### [Estratto scelto]
##########

Talvolta è evidente come lo scrittore affidi al cibo il compito di rafforzare la verosimiglianza della vicenda narrata, marcandone il contesto storico e sociale. Di più: nella letteratura moderna la vocazione narrativa del cibo oltrepassa quella puramente nutrizionale; il cibo si inserisce nella narrazione divenendo, talvolta in maniera occulta, personaggio esso stesso.[6]
Tutto questo eleva la gastronomia a un rango culturale di pari dignità non solo con la letteratura ma anche con altre arti espressive “alte”. Cioè la gastronomia è riconosciuta come attività conoscitiva in sé.
Già nel settecento Yuan Mei scriveva che “per acquisire la conoscenza in qualsiasi disciplina è necessario prima imparare la teoria per poi passare alla pratica. Lo stesso vale per il bere e il mangiare. Occorre fare la lista di ciò che si deve conoscere”. [7]
In epoca moderna l’accostamento della gastronomia con tutte le altre espressioni artistiche, quali letteratura, pittura, musica e architettura, viene affermato con convinto vigore da gastronomi del calibro di Gualtiero Marchesi o di Pietro Leemann [8]. Entrambi sono, peraltro, sacerdoti laici della nuova religione del consumatore colto incentrata sul rispetto degli ingredienti e sulla tutela del valore nutritivo degli alimenti naturali.
Insomma, mentre il piacere di mangiare ci accomuna agli animali, il piacere della tavola, in cui letteratura, teatro, architettura e altre espressioni artistiche si fondono in armonica composizione, è peculiare della specie umana e richiede attente cure antecedenti non solo per la preparazione tecnica del cibo (attività comunemente definita culinaria) ma anche per la preparazione dello spirito in senso propriamente culturale.
Come dire: leggere fa bene, mangiare bene fa meglio, leggere e mangiare bene rendono la vita degna di essere vissuta.
[1] Cioè il pane-commento è indispensabile affinché i lettori-commensali comprendano il significato dell’opera.
[2] Nel servizio alla russa (così chiamato dal diplomatico russo Alexander Borisovich Kurakin, di stanza in Francia tra il 1810 e il 1811) la tavola si presentava quasi del tutto spoglia: oltre ai coperti e ai fronzoli, comparivano al più gli antipasti freddi. Gli altri piatti venivano serviti uno via l’altro seguendo un ordine gerarchico dettato non più da esigenze sceniche ma di coerenza culinaria tra le varie pietanze. A seguito del diffondersi del servizio “alla russa” verso metà ottocento comparve quell’utile accessorio che oggi si chiama “menù”, ossia una minuta di ciò che sarebbe stato servito nel corso del pranzo.
[3] Jean Anthelme Brillat-Savarin (1755 – 1826) è stato un politico e gastronomo francese. Nell’opera citata scrive anche: “La gastronomia è la conoscenza ragionata di tutto ciò che si riferisce all’uomo in quanto egli si nutre.”

##########

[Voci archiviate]

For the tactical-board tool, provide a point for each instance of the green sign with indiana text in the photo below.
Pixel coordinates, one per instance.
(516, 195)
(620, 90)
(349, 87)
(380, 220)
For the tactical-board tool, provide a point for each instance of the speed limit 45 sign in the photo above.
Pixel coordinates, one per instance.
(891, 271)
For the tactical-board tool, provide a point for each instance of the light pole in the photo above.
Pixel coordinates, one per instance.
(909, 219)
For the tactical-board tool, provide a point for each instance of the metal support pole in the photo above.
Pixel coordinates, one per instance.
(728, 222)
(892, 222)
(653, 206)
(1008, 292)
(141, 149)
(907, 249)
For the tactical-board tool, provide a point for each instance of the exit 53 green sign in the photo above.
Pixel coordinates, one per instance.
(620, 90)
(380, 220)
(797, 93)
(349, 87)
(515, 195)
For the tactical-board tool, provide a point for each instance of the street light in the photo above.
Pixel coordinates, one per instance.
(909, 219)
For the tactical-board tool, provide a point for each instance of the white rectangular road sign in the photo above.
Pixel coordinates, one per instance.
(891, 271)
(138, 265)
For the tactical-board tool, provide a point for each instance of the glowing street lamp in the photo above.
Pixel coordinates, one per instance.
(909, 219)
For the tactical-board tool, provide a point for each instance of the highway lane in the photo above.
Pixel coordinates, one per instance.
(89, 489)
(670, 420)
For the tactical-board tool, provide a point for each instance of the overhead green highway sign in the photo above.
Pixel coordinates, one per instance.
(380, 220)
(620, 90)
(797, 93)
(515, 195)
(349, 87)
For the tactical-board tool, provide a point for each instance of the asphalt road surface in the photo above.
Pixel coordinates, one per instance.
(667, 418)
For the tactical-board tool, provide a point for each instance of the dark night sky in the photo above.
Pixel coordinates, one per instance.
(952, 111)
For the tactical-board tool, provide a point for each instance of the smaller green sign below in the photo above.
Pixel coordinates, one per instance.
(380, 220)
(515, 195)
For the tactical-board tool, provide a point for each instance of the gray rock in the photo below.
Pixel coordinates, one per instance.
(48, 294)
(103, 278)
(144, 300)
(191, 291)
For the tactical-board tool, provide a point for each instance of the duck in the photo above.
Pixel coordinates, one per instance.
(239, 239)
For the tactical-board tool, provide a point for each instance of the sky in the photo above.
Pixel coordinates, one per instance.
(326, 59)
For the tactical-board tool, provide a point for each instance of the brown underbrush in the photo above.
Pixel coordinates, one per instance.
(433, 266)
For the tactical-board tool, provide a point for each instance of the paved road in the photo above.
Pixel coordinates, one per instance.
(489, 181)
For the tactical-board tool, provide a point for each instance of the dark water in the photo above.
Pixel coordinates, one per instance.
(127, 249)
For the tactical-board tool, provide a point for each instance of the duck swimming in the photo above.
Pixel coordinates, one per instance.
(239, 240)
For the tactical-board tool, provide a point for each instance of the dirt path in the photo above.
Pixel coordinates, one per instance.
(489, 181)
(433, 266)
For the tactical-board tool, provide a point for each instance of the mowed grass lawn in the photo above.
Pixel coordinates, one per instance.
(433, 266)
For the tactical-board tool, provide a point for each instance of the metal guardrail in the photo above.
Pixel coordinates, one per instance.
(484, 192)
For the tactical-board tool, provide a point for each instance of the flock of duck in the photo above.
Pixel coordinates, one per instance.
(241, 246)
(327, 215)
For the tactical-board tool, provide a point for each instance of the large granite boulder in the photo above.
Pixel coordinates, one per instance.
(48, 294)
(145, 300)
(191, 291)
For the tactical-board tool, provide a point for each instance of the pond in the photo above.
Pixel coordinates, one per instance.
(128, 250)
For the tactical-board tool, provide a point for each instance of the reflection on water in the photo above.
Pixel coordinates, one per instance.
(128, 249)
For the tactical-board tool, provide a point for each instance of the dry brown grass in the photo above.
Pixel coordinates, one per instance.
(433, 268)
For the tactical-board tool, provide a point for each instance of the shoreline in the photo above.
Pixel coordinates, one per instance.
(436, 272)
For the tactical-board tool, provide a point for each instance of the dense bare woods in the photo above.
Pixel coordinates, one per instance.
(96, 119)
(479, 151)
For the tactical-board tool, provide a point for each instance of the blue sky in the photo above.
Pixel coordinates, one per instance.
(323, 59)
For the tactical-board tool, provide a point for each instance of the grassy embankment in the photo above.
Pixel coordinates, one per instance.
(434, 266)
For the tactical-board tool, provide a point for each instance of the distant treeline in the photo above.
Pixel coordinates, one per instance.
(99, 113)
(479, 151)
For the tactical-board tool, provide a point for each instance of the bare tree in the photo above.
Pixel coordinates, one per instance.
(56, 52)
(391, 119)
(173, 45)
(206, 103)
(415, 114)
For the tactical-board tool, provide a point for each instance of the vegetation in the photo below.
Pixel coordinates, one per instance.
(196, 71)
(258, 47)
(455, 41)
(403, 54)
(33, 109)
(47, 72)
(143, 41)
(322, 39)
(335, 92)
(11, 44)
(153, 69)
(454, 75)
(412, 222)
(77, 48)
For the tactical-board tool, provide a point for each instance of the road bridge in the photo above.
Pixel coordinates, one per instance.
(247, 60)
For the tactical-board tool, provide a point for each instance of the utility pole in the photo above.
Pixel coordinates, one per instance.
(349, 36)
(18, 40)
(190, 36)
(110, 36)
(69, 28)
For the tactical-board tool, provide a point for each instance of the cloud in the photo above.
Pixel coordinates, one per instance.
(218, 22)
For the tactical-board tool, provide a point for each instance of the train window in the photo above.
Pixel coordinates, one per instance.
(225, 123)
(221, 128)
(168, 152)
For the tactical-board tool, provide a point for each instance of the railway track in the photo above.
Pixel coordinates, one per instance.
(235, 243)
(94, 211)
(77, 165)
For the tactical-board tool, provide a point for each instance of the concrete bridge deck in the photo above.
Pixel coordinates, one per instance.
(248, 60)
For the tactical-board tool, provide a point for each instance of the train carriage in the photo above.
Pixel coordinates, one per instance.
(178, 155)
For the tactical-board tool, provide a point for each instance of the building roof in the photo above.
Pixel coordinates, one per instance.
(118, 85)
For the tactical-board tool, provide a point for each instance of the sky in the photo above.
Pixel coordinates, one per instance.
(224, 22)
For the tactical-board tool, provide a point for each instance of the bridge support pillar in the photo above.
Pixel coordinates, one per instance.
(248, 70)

##########

### [Compiti da svolgere]
**a)** Nel testo su cibo e letteratura, quali gastronomi sostengono l'accostamento della gastronomia alle altre espressioni artistiche?
**b)** Prosegui il testo su cibo e letteratura dal punto in cui si interrompe.

### [Risposte per compito]
**a)** Gualtiero Marchesi e Pietro Leemann.

**b)**
[4] Uno dei massimi interpreti dell’arte pasticcera monumentale fu Marie Antoine (Antonin) Carême (1784 –1833). Cuoco e scrittore francese, è stato uno dei protagonisti dell’alta cucina d’oltralpe (nonché inventore del classico cappello da chef).
[5] Vedi in proposito Laura Gilli, Letteratura e gastronomia: una proposta di comparazione, “Griseldaonline” – Centro Studi Camporesi. Sul rapporto tra cibo e letteratura si vedano anche G.P.Biasin, I sapori della modernità: cibo e romanzo, Bologna, Il Mulino, 1991- Accorsi, Personaggi letterari a tavola e in cucina: dal giovane Werther a Sal Paradiso, Palermo, Sellerio, 2005, – L. Grandi, S. Tettamanti, Sillabario goloso: l’alfabeto dei sapori, tra cucina e letteratura, Milano, Mondadori, 2011.
[6] Si pensi,adesempio,ai romanzi “Gli arancini di Montalbano” di Camilleri, “Une gourmandise” di Muriel Barbery, “Anatra all’arancia meccanica” del collettivo Wu Ming , “Il conto delle minne” di Giuseppina Torregrossa, “Como agua para chocolate” di Laura Esquivel.
[7] Yuan Mei (Hangzhou, 1716 – 1797) è stato un poeta, artista, letterato e gastronomo cinese della Dinastia Qing. L’affermazione di Mei sarà poi ripresa da Brillat Savarin (vedi nota 3).
[8] Scrive Marchesi“la cucina attenta, ponderata, colta, sa dialogare con altre espressioni culturali perché è essa stessa cultura” (in “Oltre il fornello. Segreti e consigli del re dei cuochi”, Rizzoli).
(*) Il testo è tratto dall’introduzione al libro “Romanzi fritti a colazione e altre prelibatezze”, Il Cuoco Letterato (Yorick Editore 2015).
Gino Cervi e Andreina Pagnani nei panni di Maigret e la moglie in una celebre serie televisiva (1964-1972)
Nel ‘ 78, cioè sei anni dopo l’ultimo romanzo di Maigret (Maigret et monsieur Charles è stato l’ultimo romanzo dedicato al celebre commissario e l’ultimo romanzo scritto da Georges Simenon ), Simenon scrive del suo commissario: «Maigret è un piccolo borghese molto onesto. Ama mangiare ed è forse l’ unico piacere che si concede, come i poveri. Non va quasi mai al cinema, non vede la tv, non ha l’ automobile, non sa guidare». Un ritratto che ne fa quasi un alter ego del prolifico scrittore.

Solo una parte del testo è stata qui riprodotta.